▶ What you need to do
An image-free, exact copy of the records below is required.

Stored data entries

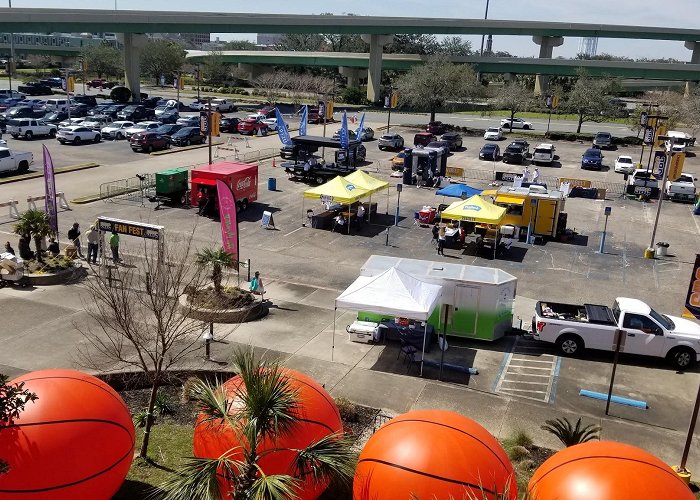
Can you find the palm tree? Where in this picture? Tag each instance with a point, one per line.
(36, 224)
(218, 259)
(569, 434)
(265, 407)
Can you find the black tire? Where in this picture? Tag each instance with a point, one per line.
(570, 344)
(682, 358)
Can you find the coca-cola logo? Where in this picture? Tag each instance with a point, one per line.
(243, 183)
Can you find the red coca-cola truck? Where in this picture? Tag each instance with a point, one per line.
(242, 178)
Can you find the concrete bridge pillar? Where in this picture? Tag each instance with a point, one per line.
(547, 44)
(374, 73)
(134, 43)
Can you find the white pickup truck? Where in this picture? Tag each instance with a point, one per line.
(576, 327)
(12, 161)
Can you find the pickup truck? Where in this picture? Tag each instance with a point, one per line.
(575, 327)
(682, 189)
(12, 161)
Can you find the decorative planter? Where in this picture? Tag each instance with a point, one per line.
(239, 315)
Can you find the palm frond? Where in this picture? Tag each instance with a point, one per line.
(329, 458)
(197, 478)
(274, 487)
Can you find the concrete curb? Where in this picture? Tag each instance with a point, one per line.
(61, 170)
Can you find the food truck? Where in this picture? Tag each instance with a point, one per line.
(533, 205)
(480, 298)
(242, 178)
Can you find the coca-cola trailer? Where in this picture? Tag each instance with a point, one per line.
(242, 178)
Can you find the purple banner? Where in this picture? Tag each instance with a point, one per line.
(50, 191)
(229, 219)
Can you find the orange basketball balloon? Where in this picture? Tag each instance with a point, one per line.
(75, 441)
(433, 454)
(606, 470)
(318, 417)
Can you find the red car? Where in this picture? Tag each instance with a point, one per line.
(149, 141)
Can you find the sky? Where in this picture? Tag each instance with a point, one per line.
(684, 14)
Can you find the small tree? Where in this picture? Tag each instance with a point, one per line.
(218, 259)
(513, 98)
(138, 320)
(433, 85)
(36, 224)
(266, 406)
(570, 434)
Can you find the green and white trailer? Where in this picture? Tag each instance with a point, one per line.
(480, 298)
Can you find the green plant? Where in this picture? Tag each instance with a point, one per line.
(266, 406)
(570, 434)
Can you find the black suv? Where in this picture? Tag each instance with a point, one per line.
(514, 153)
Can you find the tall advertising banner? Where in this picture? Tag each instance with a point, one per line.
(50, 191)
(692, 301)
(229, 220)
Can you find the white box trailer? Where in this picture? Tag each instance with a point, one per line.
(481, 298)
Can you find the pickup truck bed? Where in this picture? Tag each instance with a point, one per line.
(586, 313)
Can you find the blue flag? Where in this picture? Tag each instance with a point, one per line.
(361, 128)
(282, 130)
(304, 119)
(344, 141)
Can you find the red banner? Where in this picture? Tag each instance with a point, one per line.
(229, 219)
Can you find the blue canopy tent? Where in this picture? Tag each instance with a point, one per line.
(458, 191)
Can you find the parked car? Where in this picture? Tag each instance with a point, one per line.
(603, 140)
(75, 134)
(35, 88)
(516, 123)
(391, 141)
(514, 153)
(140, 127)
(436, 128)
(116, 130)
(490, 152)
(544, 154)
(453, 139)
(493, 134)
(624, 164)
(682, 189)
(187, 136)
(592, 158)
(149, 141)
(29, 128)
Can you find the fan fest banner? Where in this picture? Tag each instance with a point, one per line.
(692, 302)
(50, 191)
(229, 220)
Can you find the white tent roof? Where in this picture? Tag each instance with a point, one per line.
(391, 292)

▶ Response box
Can you find the palm tree? Where in this picture? Tag each instance with a point, one per line.
(36, 224)
(218, 259)
(569, 434)
(265, 407)
Can you find the black tire? Where in this picture? Tag each instance with a point, one per line.
(570, 344)
(682, 358)
Can you find the coca-cola logo? Where in this picture? Tag each instance with a point, one per line.
(243, 183)
Can you find the red coca-cola truck? Where in this picture? Tag each instance with a point, one per line.
(242, 178)
Can you find the concrete bridge pillar? Where in this picture? Tag each instance with a point, one per line.
(547, 44)
(374, 73)
(134, 43)
Can you find the white pickup truck? Where in this picture? Tag each instance with a point, one per line.
(576, 327)
(12, 161)
Can you find the pickup truck? Where in this picture? Tag each instance with a point, one per line.
(575, 327)
(682, 189)
(12, 161)
Can you find the decorative planter? Where in this picture? Tag each instance with a point, one per line.
(239, 315)
Can you find the palm frond? Where in this picture? Tag each instance with a point, one per line.
(329, 458)
(197, 478)
(274, 487)
Can you find the concrete curb? Where in this picture? Tag each instance with a point, one per line.
(61, 170)
Can you find the food truck? Where in this picture? Tag each instance with a point, one per line.
(533, 205)
(480, 298)
(242, 178)
Can you find the coca-cola trailer? Where in this picture? Tag each instance with a point, one per line.
(242, 178)
Can you find the purple banner? Where in this picture? Tag each instance with a point, one per line.
(50, 191)
(229, 219)
Can you find the orange basketball balloon? Where in this picture? Tag each instance with a point, one per line.
(75, 441)
(433, 454)
(606, 470)
(318, 417)
Can you find the red car? Where in this picture? Tag each instance with a point, one per line.
(149, 141)
Can you find the sky? Where in this picture? Tag each instance with a point, one per line.
(684, 14)
Can you find the small tree? Where in this picture? Tag each instance with a point, one per line.
(218, 259)
(513, 98)
(138, 320)
(433, 85)
(36, 224)
(266, 406)
(570, 434)
Can you find the green and white trailer? Where in this picture? Tag each instance with a point, one per line.
(480, 298)
Can you find the green plant? Where in this picture? Tag each instance with a point, one per line.
(266, 406)
(570, 434)
Can you find the black suv? Where in this picture? Tag each instance with a point, one per line.
(514, 153)
Can you find the tall advertising banner? Where in this picture? Tag each instance with a point, one per line.
(50, 191)
(692, 301)
(229, 220)
Can you find the white box trailer? Where in this picture? Tag each instance with a point, one per line.
(481, 298)
Can you find the pickup truck bed? Where in this picture? Tag each instance with a point, one per line.
(586, 313)
Can you find the blue flag? Where in this picture? Tag each instance with a point, one per line.
(361, 128)
(282, 130)
(304, 119)
(344, 141)
Can you find the red banner? Where in this picture? Tag each instance with a point, one per line.
(229, 219)
Can you find the blue canopy tent? Where in this picture? Tag each instance with a point, one per line.
(458, 191)
Can you find the parked car? Where in this picture? Tag each instance with a point, one per line.
(603, 140)
(75, 134)
(35, 88)
(516, 123)
(391, 141)
(514, 153)
(140, 127)
(436, 128)
(116, 130)
(490, 152)
(544, 154)
(453, 139)
(493, 134)
(624, 164)
(682, 189)
(187, 136)
(592, 158)
(149, 141)
(29, 128)
Can you find the fan fest banner? Where in this picture? Tag each instance with a point, one per line.
(692, 302)
(50, 191)
(229, 220)
Can you find the white tent roof? Where in this picture? Tag each instance with a point, one per line.
(391, 292)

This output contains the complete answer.